Convert the records into a two-column CSV with the header row instruction,response, giving one row per record. Put each record's text and its answer in a single quoted field each, and replace every line break with a space.

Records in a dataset
═══
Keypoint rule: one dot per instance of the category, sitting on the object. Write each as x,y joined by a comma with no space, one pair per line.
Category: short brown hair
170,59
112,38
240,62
═══
• RESULT:
instruction,response
"Keypoint rule: one dot per instance of the category, sitting on the object. Write each as x,y joined by a comma with no space, one pair per line. Category: short brown hair","170,59 112,38 240,62"